| Work order |
Drawing on the article about financial advisors networking into new niches, explain in one to three sentences why working within a niche may make referrals easier to secure.

Networking into new niches as a financial advisor
Specializing can help solidify your value; the next steps are to grow your reputation and client base in the target market
Most financial advisors have a couple of clear goals in mind: Provide exemplary service to their current clients, and to expand that roster of clients, and thereby, their business. One way that they can do both, as mentioned in our previous piece, is by specializing in specific niches or industries.
For advisors, the advantage of specializing, or working within a niche, is that it makes your services more valuable to your client base — you get to know the specific financial hurdles and needs of people working in a given industry, allowing you to improve your service to those clients. Not only that, but people who work within a given industry tend to be tight-knit, which means referrals may be easier to secure, thus expanding your potential pool of clients.
And in an industry that is likely to evolve and become more holistic in coming years, finding a niche may become increasingly important for advisors.
There are multitudes of niches that advisors can potentially target. That can be both good and bad, however, as it may require some thought as to how broad of a niche you’d like to target. Working with clients in the medical field, for instance, may focus your business into a niche, but even that may be too broad. But choosing to work with surgeons or medical technology entrepreneurs, on the other hand, is a more targeted, precise group.
Once you decide upon your chosen niche, the next question concerns how you get started building a client base within it. Here are a few ways to get started.
You may already work with several clients that either exist within or overlap with your chosen niche, which gives you an excellent place to start, and that can offer you organic inroads into a group, allowing for some natural networking opportunities.
Working with the clients in your niche has likely already given you some insight into the specific needs of those clients. Spending even more time with those clients, and studying the intricacies and details of their financial situations, can help you put together a mental profile or model of the clients in your niche.
But to dig in further and to start expanding your client base within your customer subset, a relatively easy thing to do is to simply ask for referrals — your handful of surgeons, for example, likely know other surgeons who need financial advice. Another way to get the ball rolling is to act as a business matchmaker, and introduce your clients to each other who may have common or complementary needs. A surgeon with an idea for improving the medical field, for example, may be happy to learn that you also work with some medical technology entrepreneurs, and would be grateful for an introduction.

| Exercise data |
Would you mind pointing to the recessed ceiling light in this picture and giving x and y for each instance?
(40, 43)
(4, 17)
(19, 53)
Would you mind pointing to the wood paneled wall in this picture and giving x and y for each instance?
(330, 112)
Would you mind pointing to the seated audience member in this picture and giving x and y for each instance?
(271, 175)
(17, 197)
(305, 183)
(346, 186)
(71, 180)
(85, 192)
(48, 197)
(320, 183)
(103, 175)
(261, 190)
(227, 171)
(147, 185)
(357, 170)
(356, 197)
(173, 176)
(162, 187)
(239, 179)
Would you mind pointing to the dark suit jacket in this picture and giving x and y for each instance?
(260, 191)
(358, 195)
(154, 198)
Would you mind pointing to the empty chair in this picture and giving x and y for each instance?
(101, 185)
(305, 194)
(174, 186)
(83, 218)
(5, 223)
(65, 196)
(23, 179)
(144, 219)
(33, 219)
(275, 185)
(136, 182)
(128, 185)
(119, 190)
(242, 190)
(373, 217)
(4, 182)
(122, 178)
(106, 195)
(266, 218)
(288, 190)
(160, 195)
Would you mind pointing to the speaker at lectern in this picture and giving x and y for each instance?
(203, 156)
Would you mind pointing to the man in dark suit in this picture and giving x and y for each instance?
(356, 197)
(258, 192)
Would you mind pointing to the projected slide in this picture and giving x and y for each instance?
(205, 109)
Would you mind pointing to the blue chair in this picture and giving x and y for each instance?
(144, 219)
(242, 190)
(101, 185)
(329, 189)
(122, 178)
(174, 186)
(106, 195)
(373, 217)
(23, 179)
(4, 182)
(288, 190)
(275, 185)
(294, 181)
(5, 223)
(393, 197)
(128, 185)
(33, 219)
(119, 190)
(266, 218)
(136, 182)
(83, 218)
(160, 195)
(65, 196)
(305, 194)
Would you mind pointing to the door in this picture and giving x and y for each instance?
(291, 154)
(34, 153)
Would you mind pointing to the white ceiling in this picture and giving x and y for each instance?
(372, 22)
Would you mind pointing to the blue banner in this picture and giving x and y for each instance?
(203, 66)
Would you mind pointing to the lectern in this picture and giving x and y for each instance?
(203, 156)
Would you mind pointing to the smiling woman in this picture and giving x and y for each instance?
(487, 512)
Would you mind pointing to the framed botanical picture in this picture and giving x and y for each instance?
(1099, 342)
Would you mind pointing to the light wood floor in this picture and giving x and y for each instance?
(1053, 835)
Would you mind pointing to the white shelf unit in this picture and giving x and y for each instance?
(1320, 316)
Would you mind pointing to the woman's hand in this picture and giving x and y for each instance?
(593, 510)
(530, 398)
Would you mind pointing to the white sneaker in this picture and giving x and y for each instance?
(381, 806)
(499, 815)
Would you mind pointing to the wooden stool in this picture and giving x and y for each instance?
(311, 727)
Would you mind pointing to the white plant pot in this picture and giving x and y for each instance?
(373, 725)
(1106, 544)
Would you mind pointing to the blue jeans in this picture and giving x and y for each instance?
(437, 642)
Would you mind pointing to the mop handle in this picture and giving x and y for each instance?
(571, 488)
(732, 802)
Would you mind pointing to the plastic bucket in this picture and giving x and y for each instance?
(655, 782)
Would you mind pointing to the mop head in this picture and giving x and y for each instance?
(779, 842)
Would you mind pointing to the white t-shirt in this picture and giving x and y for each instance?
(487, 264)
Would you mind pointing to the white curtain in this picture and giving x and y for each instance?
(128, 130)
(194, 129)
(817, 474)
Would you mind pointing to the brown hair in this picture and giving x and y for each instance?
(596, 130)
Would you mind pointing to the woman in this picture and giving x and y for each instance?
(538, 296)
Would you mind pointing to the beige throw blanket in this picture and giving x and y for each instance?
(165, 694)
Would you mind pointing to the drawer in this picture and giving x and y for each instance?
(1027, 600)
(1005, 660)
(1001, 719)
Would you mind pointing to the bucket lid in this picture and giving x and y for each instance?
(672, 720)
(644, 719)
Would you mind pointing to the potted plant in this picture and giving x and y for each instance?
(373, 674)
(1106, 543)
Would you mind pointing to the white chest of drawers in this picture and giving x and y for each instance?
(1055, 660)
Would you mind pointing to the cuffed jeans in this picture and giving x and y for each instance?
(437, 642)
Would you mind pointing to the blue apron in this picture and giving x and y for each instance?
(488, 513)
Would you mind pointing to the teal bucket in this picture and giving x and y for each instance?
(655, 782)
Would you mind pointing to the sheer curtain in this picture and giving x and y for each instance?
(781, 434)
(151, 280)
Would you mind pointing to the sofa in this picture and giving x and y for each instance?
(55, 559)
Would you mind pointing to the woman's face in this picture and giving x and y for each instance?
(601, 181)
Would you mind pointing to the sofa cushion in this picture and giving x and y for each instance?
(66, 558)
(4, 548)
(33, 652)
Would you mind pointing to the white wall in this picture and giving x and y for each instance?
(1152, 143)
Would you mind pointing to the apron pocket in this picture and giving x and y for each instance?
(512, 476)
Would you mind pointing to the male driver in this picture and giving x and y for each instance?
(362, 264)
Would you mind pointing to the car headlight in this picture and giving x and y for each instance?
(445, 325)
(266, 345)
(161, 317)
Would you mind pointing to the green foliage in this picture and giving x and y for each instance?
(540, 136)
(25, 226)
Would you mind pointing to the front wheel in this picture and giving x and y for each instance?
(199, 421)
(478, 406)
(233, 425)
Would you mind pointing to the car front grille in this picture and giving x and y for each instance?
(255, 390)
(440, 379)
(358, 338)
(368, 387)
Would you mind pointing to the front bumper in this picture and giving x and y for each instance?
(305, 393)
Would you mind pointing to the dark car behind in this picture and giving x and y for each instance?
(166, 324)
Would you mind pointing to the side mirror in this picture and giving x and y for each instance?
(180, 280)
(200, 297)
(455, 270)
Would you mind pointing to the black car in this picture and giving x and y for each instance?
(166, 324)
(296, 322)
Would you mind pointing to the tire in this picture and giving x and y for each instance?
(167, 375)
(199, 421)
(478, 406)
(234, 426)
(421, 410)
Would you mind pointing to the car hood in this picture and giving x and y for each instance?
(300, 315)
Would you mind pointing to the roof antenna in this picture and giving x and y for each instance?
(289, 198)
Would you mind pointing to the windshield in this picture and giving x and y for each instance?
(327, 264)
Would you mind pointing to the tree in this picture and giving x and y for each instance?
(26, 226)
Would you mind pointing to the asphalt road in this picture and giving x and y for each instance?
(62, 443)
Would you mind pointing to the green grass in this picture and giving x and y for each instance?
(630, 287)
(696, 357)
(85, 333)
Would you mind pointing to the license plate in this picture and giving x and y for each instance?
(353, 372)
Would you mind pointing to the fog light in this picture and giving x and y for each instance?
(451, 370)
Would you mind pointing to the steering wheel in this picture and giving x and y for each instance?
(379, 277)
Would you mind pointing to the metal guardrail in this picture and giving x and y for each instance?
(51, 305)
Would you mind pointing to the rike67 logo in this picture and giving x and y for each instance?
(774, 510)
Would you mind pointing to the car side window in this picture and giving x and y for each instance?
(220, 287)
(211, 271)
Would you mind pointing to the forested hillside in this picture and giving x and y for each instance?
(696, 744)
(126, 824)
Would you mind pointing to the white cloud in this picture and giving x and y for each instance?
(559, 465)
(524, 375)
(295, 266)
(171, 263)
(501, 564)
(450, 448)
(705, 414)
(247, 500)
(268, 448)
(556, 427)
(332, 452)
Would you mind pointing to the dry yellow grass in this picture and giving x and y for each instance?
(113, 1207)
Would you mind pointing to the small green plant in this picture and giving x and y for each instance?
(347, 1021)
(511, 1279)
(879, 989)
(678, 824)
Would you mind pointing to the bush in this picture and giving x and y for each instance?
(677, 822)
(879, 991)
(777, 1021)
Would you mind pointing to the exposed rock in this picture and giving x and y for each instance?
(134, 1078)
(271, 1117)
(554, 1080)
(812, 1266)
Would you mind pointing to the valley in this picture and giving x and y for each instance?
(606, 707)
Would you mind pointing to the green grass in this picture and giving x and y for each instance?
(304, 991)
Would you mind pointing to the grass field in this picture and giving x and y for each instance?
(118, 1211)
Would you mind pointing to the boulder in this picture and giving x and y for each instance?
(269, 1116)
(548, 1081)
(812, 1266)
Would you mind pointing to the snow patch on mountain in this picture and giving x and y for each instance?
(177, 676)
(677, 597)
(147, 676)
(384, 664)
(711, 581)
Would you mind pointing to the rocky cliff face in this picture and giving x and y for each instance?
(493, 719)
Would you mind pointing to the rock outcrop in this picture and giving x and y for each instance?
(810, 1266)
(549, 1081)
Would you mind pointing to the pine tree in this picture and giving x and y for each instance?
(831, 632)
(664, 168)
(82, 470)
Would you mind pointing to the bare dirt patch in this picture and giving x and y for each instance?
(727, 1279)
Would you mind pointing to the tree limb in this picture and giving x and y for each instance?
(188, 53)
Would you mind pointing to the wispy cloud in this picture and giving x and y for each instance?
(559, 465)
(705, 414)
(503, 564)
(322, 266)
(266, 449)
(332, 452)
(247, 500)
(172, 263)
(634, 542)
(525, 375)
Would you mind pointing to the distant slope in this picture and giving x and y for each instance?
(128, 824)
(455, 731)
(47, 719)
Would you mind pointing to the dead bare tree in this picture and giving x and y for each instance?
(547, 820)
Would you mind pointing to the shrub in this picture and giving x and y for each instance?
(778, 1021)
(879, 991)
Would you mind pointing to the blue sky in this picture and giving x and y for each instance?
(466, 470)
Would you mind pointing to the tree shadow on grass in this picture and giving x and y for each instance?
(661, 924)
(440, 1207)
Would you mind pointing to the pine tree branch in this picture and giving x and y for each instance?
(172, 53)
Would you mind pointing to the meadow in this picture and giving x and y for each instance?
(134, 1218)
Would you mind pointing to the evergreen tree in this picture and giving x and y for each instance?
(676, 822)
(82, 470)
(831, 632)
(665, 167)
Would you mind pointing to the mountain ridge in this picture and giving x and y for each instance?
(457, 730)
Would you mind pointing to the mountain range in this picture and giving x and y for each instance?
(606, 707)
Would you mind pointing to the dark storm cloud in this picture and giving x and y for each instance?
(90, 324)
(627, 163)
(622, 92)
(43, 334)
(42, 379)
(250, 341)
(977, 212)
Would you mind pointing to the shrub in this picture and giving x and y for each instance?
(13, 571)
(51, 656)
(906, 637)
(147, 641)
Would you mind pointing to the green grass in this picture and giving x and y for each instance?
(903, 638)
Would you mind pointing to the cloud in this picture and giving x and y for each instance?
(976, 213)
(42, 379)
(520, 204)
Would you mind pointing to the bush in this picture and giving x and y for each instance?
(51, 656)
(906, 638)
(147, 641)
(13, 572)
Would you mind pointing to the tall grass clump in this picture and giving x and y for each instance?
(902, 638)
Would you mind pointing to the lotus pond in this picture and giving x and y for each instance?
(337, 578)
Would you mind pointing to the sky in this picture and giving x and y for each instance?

| Written reply |
People who work within a given industry tend to be tight-knit. An advisor who specializes in that industry may therefore find referrals easier to obtain, which expands the potential pool of clients.